> [Provided records]
____________

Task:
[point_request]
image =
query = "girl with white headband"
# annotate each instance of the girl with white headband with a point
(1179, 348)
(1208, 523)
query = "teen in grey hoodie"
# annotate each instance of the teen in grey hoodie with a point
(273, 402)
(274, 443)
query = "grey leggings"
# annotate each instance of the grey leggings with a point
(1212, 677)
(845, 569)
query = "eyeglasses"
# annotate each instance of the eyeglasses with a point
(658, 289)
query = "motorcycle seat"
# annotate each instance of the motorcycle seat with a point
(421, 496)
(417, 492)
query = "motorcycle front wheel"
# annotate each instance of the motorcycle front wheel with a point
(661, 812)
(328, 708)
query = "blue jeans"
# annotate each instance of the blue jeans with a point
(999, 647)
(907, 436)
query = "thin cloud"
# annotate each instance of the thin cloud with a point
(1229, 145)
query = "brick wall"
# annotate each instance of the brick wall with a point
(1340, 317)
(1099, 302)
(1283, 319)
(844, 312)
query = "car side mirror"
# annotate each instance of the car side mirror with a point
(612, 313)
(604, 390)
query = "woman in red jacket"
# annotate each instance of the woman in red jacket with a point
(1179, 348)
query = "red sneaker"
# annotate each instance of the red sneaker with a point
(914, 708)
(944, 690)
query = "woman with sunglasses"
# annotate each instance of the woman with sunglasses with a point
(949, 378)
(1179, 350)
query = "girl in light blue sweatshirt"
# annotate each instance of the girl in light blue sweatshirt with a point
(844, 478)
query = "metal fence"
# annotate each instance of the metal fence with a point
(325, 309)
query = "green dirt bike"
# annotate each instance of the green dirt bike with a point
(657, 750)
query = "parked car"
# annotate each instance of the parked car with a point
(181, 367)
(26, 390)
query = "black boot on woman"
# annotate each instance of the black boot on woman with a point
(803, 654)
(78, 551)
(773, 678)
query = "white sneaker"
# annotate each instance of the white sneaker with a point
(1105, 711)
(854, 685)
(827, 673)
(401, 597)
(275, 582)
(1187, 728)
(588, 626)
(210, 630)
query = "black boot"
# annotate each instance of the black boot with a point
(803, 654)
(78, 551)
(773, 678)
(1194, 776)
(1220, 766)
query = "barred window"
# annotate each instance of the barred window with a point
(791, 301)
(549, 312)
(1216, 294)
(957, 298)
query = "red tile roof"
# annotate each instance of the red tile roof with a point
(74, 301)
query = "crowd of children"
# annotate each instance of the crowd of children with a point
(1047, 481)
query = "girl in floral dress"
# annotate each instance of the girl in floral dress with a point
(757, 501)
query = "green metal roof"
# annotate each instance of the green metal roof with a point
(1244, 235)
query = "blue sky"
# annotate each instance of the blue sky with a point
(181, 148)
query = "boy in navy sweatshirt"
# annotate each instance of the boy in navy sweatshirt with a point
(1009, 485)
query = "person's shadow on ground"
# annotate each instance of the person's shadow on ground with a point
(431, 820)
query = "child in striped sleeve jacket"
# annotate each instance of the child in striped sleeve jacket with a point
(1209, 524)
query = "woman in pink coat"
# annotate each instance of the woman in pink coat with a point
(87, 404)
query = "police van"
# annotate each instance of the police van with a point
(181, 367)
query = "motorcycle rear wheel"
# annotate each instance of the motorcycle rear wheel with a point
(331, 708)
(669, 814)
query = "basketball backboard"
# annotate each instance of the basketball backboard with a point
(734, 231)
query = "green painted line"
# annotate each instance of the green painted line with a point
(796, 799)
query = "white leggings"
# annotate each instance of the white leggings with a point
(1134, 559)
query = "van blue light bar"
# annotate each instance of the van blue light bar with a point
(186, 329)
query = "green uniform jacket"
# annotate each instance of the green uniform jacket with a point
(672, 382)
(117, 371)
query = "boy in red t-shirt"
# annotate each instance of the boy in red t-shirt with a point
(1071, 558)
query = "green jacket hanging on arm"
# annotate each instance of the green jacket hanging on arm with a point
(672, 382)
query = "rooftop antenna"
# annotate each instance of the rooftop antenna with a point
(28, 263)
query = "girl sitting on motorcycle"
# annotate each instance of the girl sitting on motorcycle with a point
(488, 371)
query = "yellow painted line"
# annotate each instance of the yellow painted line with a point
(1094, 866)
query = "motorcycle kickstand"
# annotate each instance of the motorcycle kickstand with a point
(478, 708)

____________

> [Required task] Retype the material in full, character for character.

> [Task output]
Task:
[point_request]
image =
query = "girl with white headband"
# annotate each instance of the girl with white headband with a point
(1179, 348)
(1208, 523)
query = "teen in grey hoodie"
# annotate each instance of the teen in grey hoodie with a point
(273, 402)
(274, 443)
query = "grey leggings"
# annotate each instance of the grey leggings with a point
(1212, 677)
(845, 569)
query = "eyeglasses"
# annotate each instance of the eyeglasses with a point
(658, 289)
query = "motorcycle seat"
# annotate each instance of the motorcycle seat with a point
(421, 496)
(417, 492)
query = "motorcycle front wheel"
# annotate each instance of the motorcycle front wheel with a point
(661, 812)
(328, 708)
query = "blue jeans"
# annotate each instance of the blue jeans with a point
(999, 647)
(907, 436)
query = "thin cloud"
# annotate each instance of the thin cloud with a point
(1229, 145)
query = "brick wall"
# annotate each instance of the brick wall with a point
(1340, 317)
(1099, 302)
(1283, 319)
(844, 312)
query = "car side mirror"
# annotate each instance of the car side mirror with a point
(612, 313)
(604, 390)
query = "woman in red jacket"
# annotate each instance of the woman in red jacket with a point
(1179, 348)
query = "red sneaker"
# annotate each instance of the red sneaker with a point
(914, 708)
(944, 690)
query = "woman with sunglasses"
# annotate each instance of the woman with sunglasses with a point
(949, 378)
(1179, 350)
query = "girl in light blue sweatshirt"
# annotate each instance of the girl in light blue sweatshirt with a point
(844, 478)
query = "metal fence"
# annotate each instance of the metal fence with a point
(325, 309)
query = "green dirt bike"
# annotate each instance of the green dirt bike with a point
(657, 750)
query = "parked car"
# annotate each instance of the parked car with a point
(181, 367)
(26, 390)
query = "black boot on woman"
# annotate each instance of the black boot on woman with a point
(803, 654)
(78, 551)
(773, 678)
query = "white sneaker"
# annotate each instance of the white sneaker with a point
(1105, 711)
(854, 685)
(827, 673)
(401, 597)
(275, 582)
(1187, 728)
(588, 626)
(210, 630)
query = "black boot"
# annotate each instance of the black boot with a point
(803, 654)
(78, 551)
(773, 678)
(1194, 776)
(1220, 766)
query = "barred window"
# annotate each instance of the barred window with a point
(791, 301)
(549, 312)
(1216, 294)
(957, 298)
query = "red tile roof"
# annotate each instance of the red tile roof with a point
(74, 301)
query = "crowd of children"
# annotate each instance of the crowd of children with a point
(1047, 481)
query = "girl in floral dress"
# annotate each instance of the girl in floral dress with a point
(757, 501)
query = "green metal roof"
# annotate each instance of the green metal roof with a point
(1244, 235)
query = "blue sky"
# annotate each instance of the blue sky with a point
(181, 148)
query = "boy in navy sweatshirt"
# annotate each instance of the boy in navy sweatshirt with a point
(1009, 485)
query = "person's shadow on ground"
# annotate each instance of the person's shadow on ground with a point
(431, 820)
query = "child in striped sleeve jacket"
# annotate each instance of the child in striped sleeve jacket with a point
(1209, 524)
query = "woman in pink coat"
# annotate each instance of the woman in pink coat with a point
(87, 404)
query = "police van"
# annotate each instance of the police van with a point
(181, 367)
query = "motorcycle rear wheel"
# annotate each instance of the motorcycle rear wheel with a point
(331, 708)
(669, 814)
query = "basketball backboard"
# annotate each instance of the basketball backboard with a point
(734, 231)
query = "green painted line"
# annotate each instance of the green painted line with a point
(796, 799)
query = "white leggings"
# annotate each instance of the white leggings with a point
(1134, 559)
query = "van blue light bar"
# annotate each instance of the van blue light bar with a point
(186, 329)
query = "green uniform jacket"
# annotate each instance of the green uniform jacket with a point
(672, 382)
(117, 371)
query = "boy in red t-shirt"
# annotate each instance of the boy in red t-shirt with a point
(1071, 558)
query = "green jacket hanging on arm"
# annotate each instance of the green jacket hanging on arm with a point
(672, 382)
query = "rooftop antenna"
# annotate each instance of the rooftop antenna with a point
(28, 263)
query = "girl sitting on motorcycle"
# annotate each instance of the girl sitting on motorcycle with a point
(488, 371)
query = "yellow painted line"
# annotate each instance of the yellow painted line with a point
(1094, 866)
query = "motorcycle kickstand"
# annotate each instance of the motorcycle kickstand with a point
(478, 708)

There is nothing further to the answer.